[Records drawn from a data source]
******************************

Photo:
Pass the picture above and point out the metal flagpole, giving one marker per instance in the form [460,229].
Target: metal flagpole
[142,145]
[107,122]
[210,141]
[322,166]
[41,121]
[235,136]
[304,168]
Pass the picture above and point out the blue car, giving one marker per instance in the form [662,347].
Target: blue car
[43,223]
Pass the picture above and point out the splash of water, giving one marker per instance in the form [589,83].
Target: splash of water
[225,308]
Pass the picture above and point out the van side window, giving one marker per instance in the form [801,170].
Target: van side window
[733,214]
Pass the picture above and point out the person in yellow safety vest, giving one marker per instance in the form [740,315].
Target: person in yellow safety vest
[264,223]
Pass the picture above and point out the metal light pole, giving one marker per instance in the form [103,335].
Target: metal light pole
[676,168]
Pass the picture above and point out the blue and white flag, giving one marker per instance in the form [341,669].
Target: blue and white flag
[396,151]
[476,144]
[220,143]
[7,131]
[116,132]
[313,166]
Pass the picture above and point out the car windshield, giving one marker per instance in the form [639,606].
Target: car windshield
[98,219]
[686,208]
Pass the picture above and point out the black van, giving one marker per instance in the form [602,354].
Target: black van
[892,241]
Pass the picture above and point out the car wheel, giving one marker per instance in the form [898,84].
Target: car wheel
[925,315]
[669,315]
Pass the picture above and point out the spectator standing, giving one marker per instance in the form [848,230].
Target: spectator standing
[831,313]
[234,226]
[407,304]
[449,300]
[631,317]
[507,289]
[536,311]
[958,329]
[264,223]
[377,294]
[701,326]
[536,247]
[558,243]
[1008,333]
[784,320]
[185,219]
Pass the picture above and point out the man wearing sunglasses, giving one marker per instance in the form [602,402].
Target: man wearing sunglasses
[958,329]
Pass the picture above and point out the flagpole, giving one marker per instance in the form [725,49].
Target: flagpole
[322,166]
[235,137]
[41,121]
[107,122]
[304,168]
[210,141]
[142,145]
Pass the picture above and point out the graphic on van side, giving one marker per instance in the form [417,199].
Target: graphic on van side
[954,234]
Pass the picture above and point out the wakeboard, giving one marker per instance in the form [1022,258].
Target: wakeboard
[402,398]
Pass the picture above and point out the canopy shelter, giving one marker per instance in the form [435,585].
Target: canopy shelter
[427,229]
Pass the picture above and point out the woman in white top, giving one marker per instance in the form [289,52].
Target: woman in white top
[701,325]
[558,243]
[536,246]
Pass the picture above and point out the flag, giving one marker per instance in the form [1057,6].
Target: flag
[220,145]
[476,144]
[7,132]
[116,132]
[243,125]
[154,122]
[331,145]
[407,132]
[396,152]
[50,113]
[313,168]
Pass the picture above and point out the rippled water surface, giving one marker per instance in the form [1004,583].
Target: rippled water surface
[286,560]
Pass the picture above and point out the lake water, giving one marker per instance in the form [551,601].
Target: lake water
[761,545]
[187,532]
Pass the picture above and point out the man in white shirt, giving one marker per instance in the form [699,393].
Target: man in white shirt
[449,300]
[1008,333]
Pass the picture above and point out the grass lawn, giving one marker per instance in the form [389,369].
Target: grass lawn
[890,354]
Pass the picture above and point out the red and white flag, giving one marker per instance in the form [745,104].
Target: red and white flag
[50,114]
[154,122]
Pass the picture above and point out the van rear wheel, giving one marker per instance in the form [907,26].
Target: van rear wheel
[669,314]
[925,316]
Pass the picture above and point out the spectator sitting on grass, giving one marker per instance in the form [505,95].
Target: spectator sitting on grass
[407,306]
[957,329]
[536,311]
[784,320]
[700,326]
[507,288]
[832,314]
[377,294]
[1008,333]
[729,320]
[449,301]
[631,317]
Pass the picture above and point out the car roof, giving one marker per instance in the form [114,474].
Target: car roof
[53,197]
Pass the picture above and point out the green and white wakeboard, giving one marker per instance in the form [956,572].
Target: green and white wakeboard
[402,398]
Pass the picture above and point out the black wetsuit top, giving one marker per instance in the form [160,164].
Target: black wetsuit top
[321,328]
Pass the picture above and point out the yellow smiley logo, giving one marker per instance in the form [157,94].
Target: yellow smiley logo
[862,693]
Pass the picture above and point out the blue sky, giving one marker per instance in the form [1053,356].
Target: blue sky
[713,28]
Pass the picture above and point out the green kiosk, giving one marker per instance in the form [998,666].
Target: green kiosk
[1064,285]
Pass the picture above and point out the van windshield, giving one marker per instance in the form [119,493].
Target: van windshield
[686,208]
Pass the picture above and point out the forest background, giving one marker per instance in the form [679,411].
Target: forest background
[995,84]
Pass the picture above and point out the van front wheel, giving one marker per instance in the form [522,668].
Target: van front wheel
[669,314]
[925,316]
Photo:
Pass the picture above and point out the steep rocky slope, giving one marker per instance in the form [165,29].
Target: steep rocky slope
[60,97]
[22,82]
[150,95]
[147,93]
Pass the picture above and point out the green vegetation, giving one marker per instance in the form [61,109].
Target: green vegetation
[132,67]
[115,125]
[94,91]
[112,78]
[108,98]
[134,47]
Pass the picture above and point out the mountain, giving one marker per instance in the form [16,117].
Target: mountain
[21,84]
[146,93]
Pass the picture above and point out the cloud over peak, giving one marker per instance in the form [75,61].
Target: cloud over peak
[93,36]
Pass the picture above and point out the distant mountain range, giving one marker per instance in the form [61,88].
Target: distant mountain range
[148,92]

******************************

- THE PROBLEM: Can you repeat every row above word for word, with nothing changed?

- RESULT OF THE EXERCISE:
Photo:
Pass the picture above and point out the metal flagpole, giving one marker per instance in the form [460,229].
Target: metal flagpole
[142,145]
[107,122]
[210,141]
[322,166]
[41,121]
[235,136]
[304,168]
Pass the picture above and point out the blue car, giving one marker per instance in the form [662,347].
Target: blue car
[43,223]
Pass the picture above and point out the splash of water, giving one marker per instance in the form [589,83].
Target: splash of water
[225,308]
Pass the picture above and point out the van side window, giving one marker per instance in the form [801,170].
Target: van side window
[733,214]
Pass the picture above and point out the person in yellow safety vest, giving one marker per instance in the form [740,315].
Target: person in yellow safety vest
[264,223]
Pass the picture above and point out the metal light pole, giving one marker per instance in the form [103,335].
Target: metal light pole
[676,168]
Pass the picture above and point out the blue and white flag, giving one marker per instance in the form [341,669].
Target: blue and white flag
[396,151]
[476,144]
[220,143]
[7,131]
[116,132]
[313,166]
Pass the picture above and point out the car windshield, giving one marker per instance in the form [639,606].
Target: car windshield
[98,219]
[686,208]
Pass the picture above and point out the black van, giving one marker per instance in the form [602,354].
Target: black van
[892,241]
Pass the picture above and point out the car wheel, giving one marker per instance in the form [898,84].
Target: car wheel
[925,315]
[669,315]
Pass the picture above and point out the spectator standing, giving one marker per instance in the form [848,230].
Target: spectator standing
[831,313]
[234,226]
[407,304]
[449,300]
[631,317]
[507,289]
[536,311]
[958,329]
[264,223]
[377,294]
[701,326]
[536,247]
[558,243]
[1008,333]
[784,320]
[185,219]
Pass the picture above and point out the man wearing sunglasses, giving one marker per instance in the form [602,402].
Target: man wearing sunglasses
[958,329]
Pass the picture above and point out the flagpole, giving one marker per instance in the form [725,49].
Target: flagpole
[322,166]
[235,137]
[41,121]
[107,122]
[304,168]
[210,141]
[142,145]
Pass the picture above and point out the graphic on van side, giving one marker per instance in the form [417,199].
Target: graphic on van side
[954,234]
Pass the picture above and point out the wakeboard, giving one marker per instance in the form [1022,258].
Target: wakeboard
[402,398]
Pass the picture above and point out the canopy shelter, giving one marker per instance in the form [435,585].
Target: canopy shelter
[427,229]
Pass the picture above and point out the woman in white top, giving one marker per instance in the form [289,52].
Target: woman in white top
[701,325]
[558,243]
[536,246]
Pass the picture above and point out the flag, giving one marker per instance in the form [1057,6].
Target: flag
[220,145]
[476,144]
[7,132]
[116,132]
[243,125]
[154,122]
[331,145]
[407,132]
[396,152]
[50,113]
[313,168]
Pass the picture above and point out the rippled water surface, giving one marker per instance in the form [1004,583].
Target: rippled water surface
[286,560]
Pass the picture above and point out the lake water, giving one marker per instance in the form [551,601].
Target: lake water
[761,545]
[187,532]
Pass the picture above and point out the man in white shirt, giving one marker per instance in the form [699,393].
Target: man in white shirt
[449,300]
[1008,333]
Pass the picture above and point out the grass lawn, giving one marker per instance in the form [389,369].
Target: grass lawn
[890,354]
Pass the picture above and point out the red and white flag, giving one marker per instance in the form [745,104].
Target: red and white flag
[50,114]
[154,122]
Pass the picture above and point out the van rear wheel, giving one marker per instance in the form [907,26].
Target: van rear wheel
[669,314]
[925,316]
Pass the picture above and point out the spectator sitting on grass, giving one marker per instance in the form [505,95].
Target: spectator sitting on grass
[407,306]
[957,329]
[536,311]
[784,320]
[700,326]
[507,288]
[832,314]
[377,294]
[1008,333]
[729,320]
[449,301]
[631,317]
Pass the picture above and point out the car roof, giving one marker per instance in the form [114,474].
Target: car roof
[53,197]
Pass the picture above and point out the green and white wakeboard, giving one marker per instance in the form [956,572].
Target: green and white wakeboard
[402,398]
Pass the picture above and point out the black wetsuit top, giving one marker per instance in the form [160,164].
Target: black wetsuit top
[321,328]
Pass the picture above and point out the yellow smiley logo, giving one marker per instance in the form [157,94].
Target: yellow smiley logo
[862,693]
Pass the picture above and point out the blue sky, giving one marker per instance in the form [1053,356].
Target: blue sky
[713,28]
Pass the picture above and point out the green kiosk, giving one marker per instance in the form [998,666].
Target: green kiosk
[1064,285]
Pass the picture above and point out the van windshield, giving one marker per instance in the form [119,493].
Target: van windshield
[686,208]
Pass the picture above and point out the forest background, giving one marker per instance in the form [679,411].
Target: forest background
[995,84]
Pass the picture above and point out the van front wheel, giving one marker per instance in the form [522,668].
Target: van front wheel
[669,314]
[925,316]
Photo:
Pass the picture above and point out the steep rocky slope, giving one marker per instance in the form [165,29].
Target: steep rocky slope
[60,97]
[22,82]
[150,95]
[147,93]
Pass the picture above and point out the green vegetation, giving one marker per instance in the form [61,109].
Target: green vegetation
[132,67]
[115,125]
[94,91]
[112,78]
[108,98]
[134,47]
Pass the picture above and point out the mountain, giving one marker per instance in the form [16,117].
Target: mountain
[21,84]
[146,93]
Pass the picture above and point out the cloud over peak, giving one marker per instance in the form [75,61].
Target: cloud over peak
[93,36]
Pass the picture above and point out the distant mountain range, giving one marker per instance in the form [61,88].
Target: distant mountain range
[148,92]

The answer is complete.